Humildad, sinceridad, autenticidad
para acercarnos a Dios
Núm. 24, 2-7.15-17; Sal. 24; Mt. 21, 23-27
La sinceridad en la vida o por el contrario la mentira
o la falsedad son un valor y un contravalor que bien pueden definirnos a la
persona y su madurez en la vida. La mentira es mucho más que decir una cosa por
otra, una palabra por otra, sino que puede ser una actitud profunda que dejemos
meter dentro de nosotros que denota esa falta de autenticidad y veracidad en lo
que somos o en lo que hacemos.
Una de las alabanzas que incluso sus enemigos
reconocerán de Jesús en alguna ocasión es su veracidad y su autenticidad, por así
se manifiesta siempre en su relación a los demás no actuando por miedos ni
conveniencias, sino mostrando siempre la sinceridad de su vida. En los cortos
versículos que hoy hemos escuchado en el Evangelio Jesús viene a denunciar la
falsedad, la falta de autenticidad, la hipocresía con que incluso se
manifiestan ante Dios, en quien no hay engaño ni a quien podemos engañar porque
nos conoce desde lo más hondo de nosotros mismos.
Le reclaman a Jesús la autoridad con que realiza lo que
hace - en este caso es después del episodio de la expulsión de los mercaderes
del templo - pero Jesús que quiere
desenmascarar la malicia que anida en el corazón de aquellos sumos sacerdotes y
ancianos del pueblo, les responde a su vez haciéndoles una pregunta sobre el
sentido del bautismo de Juan. Es aquí donde se ponen a cavilar que respuesta
mejor pueden dar, pero temen ser sinceros, temen lo que las gentes puedan
opinar de ellos y optan por no dar ninguna respuesta. No fueron sinceros,
auténticos, querían guardar las apariencias ante aquellos que les rodeaban lo
que en el fondo es una hipocresía. Jesús no les responde tampoco.

_INFORMACIÓN PROPORCIONADA_.
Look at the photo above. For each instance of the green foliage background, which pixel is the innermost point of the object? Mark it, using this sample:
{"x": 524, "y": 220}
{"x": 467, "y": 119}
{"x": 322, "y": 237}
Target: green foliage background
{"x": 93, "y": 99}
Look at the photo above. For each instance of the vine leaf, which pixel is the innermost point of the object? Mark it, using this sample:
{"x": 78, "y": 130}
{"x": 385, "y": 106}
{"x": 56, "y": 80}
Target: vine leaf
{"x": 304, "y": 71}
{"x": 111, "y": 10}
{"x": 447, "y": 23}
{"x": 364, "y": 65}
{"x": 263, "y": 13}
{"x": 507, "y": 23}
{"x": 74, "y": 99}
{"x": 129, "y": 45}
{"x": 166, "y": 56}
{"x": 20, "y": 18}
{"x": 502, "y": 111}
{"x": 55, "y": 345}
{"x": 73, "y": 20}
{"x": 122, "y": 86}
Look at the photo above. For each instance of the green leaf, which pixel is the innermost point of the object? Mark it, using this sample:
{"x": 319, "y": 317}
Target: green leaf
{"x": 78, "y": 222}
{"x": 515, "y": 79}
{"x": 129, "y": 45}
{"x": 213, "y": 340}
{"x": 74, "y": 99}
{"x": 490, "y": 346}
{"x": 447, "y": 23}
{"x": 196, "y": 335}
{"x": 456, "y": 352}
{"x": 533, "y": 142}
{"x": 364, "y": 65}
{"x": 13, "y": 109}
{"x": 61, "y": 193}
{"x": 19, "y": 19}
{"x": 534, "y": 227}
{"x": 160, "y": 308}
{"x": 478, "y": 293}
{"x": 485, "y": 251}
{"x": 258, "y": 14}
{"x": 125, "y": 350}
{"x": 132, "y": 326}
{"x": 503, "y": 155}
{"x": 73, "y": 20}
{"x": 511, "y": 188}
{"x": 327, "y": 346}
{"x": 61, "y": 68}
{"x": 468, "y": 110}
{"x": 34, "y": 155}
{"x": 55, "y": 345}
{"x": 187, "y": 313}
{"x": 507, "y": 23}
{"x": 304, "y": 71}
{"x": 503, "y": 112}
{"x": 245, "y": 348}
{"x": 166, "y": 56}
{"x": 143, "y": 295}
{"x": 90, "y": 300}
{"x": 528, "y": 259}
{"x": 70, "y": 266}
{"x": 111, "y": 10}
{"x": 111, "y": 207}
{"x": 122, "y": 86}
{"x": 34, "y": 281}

_INSTRUCCIONES_.
**a.** Transcriba textualmente el pasaje del extracto proporcionado que va desde "Le reclaman a" hasta "les responde tampoco.".
**b.** Según el extracto proporcionado, ¿sobre qué pregunta Jesús a los sumos sacerdotes y ancianos del pueblo cuando le reclaman su autoridad?
**c.** Prosiga la reflexión del extracto proporcionado sobre la sinceridad ante Dios a partir de la última frase.

_RESULTADOS DEL EJERCICIO_.
**a.**
Le reclaman a Jesús la autoridad con que realiza lo que
hace - en este caso es después del episodio de la expulsión de los mercaderes
del templo - pero Jesús que quiere
desenmascarar la malicia que anida en el corazón de aquellos sumos sacerdotes y
ancianos del pueblo, les responde a su vez haciéndoles una pregunta sobre el
sentido del bautismo de Juan. Es aquí donde se ponen a cavilar que respuesta
mejor pueden dar, pero temen ser sinceros, temen lo que las gentes puedan
opinar de ellos y optan por no dar ninguna respuesta. No fueron sinceros,
auténticos, querían guardar las apariencias ante aquellos que les rodeaban lo
que en el fondo es una hipocresía. Jesús no les responde tampoco.

**b.** Sobre el sentido del bautismo de Juan.

**c.**
Pero pensemos en nosotros; podríamos pensar en nuestra
relación con los demás, en la sinceridad
o no con que nosotros nos mostramos ante los demás porque muchas veces también
queremos guardar las apariencias, para que no piensen mal de nosotros, para que
no descubran la verdadera realidad de nuestra vida; queremos mantener el tipo;
cuántos miedos y cobardías.
Pero tenemos que pensar en cómo nos presentamos
nosotros ante Dios, con qué sinceridad nos ponemos ante El; cuántas promesas
que no son sinceras y que sabemos que no vamos a cumplir; cuantos propósitos
que se nos quedan en palabras porque realmente nosotros no ponemos verdadero
empeño en hacer aquello que prometemos de ser mejores, de tener mejores
actitudes, o de poner todo lo necesario para alejarnos de la tentación y del
pecado.
Le reclamamos a Dios y nos quejamos incluso de que no
nos escucha, cuando nosotros no vamos
con toda sinceridad ante Dios. Una
sinceridad que ha de partir de una auténtica humildad, para reconocer nuestra
debilidad, nuestros fallos, incluso nuestro desamor y nuestro pecado. Una
sinceridad para reconocer los dones de Dios, alejando de nosotros todo orgullo
y vanidad; nos sentimos pequeños y hemos de reconocer ese actuar de Dios en
nuestra vida con su gracia.
Qué buenos somos y cuántas cosas sabemos hacer, nos
decimos tantas veces, olvidando lo que es el actuar de la gracia de Dios en
nuestra vida que nos capacita y nos da fortaleza para lo bueno que tenemos que
hacer. Esa humildad y sinceridad que nos ha de llevar a dejarnos hacer por
Dios, a dejarnos conducir por El, porque muchas veces podemos tener la
tentación de creemos que nosotros si
sabemos lo que tenemos que hacer no
necesitamos de esa inspiración del Señor. Esa humilde sinceridad nos ha de
llevar siempre a dar gracias a Dios por cuantas maravillas va realizando en
nuestra vida.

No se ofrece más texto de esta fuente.